== Excerpt ==
Business continuity is certainly a topical area and one in which the FSA seems to be taking an interest. The FSA's managing director, Michael Foot, recently spoke at a business continuity conference where he stated: "It is vital that responsibility for business continuity management is lodged at a senior executive level to ensure it is sufficiently resourced so it becomes part of business as usual for the firm."

He continues: "In our Consultation Paper 142 on operational risk we set out some expanded guidance on business continuity and we'll be confirming our proportionate approach when we publish our response to the consultation shortly. Although the priority focus is on key firms and markets, our guidance applies to the other 12,000 firms we regulate. And my message for these is that if you neglect your business continuity and in consequence you cannot withstand an emergency event, then it is essentially your business that is at risk."

While planning is vital, ensuring there is money to pay for lost business hours is too. Again, business interruption cover is included in most package policies but brokers who feel they are particularly at risk can buy higher sums insured.

Brokers reliant on telephone business coming from one call centre do face a problem - if the call centre goes down they instantly stop trading.

Paul Harrison, director at Berry Birch & Noble, says this problem could have devastating affects for his firm.

He says: "We feel it is essential to be covered for full loss of revenue for our personal lines business, which is reliant on our call centre. We take more than 2000 calls a day and if the phones went down we would lose a huge amount of business."

Harrison says BBN has faced this worst-case scenario but was saved from rocketing insurance premiums by its telephone provider, Cable & Wireless.

The company provided compensation for the revenues lost in the downtime.

== Required action 1 ==
In the excerpt on business continuity, which company compensated BBN for the revenues it lost during downtime?
== Required action 2 ==
Summarize the excerpt on business continuity in two sentences.
== Required action 3 ==
Write out the part of the excerpt on business continuity starting at "Paul Harrison, director" and ending at "in the downtime.".
The listing is separate material with no connection to the excerpt on business continuity.

== Given data ==
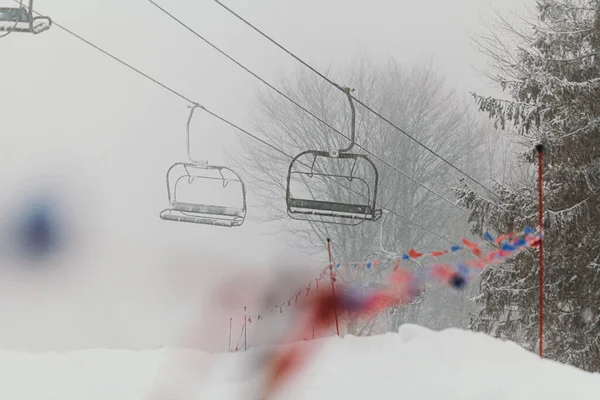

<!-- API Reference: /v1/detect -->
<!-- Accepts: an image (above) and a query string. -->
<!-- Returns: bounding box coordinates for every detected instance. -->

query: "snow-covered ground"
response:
[0,325,600,400]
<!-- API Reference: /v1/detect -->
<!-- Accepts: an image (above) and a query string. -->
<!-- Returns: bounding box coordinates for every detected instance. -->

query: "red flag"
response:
[408,249,423,258]
[462,238,479,249]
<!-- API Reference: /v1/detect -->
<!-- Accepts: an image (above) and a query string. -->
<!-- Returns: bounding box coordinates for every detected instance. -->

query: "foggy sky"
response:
[0,0,523,350]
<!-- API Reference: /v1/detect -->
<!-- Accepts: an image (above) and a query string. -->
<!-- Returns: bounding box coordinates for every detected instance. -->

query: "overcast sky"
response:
[0,0,525,349]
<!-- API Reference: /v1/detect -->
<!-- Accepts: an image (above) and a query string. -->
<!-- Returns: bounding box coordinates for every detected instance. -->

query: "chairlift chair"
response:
[0,0,52,35]
[286,87,381,225]
[160,104,247,228]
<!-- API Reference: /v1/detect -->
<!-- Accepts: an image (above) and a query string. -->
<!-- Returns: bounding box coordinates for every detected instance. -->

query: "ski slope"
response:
[0,325,600,400]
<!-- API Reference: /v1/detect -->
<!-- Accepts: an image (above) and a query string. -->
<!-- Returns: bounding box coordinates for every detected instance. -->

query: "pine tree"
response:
[456,0,600,371]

== Task answer 1 ==
Cable & Wireless, BBN's telephone provider, compensated it for the lost revenues.

== Task answer 2 ==
The FSA's managing director, Michael Foot, said responsibility for business continuity management must rest at a senior executive level, and he warned the firms the FSA regulates that neglecting it puts their business at risk. Because brokers that rely on a single call center stop trading the moment it goes down, money to cover lost business hours is also vital, as Berry Birch & Noble found when its telephone provider, Cable & Wireless, compensated it for revenue lost during downtime.

== Task answer 3 ==
Paul Harrison, director at Berry Birch & Noble, says this problem could have devastating affects for his firm.

He says: "We feel it is essential to be covered for full loss of revenue for our personal lines business, which is reliant on our call centre. We take more than 2000 calls a day and if the phones went down we would lose a huge amount of business."

Harrison says BBN has faced this worst-case scenario but was saved from rocketing insurance premiums by its telephone provider, Cable & Wireless.

The company provided compensation for the revenues lost in the downtime.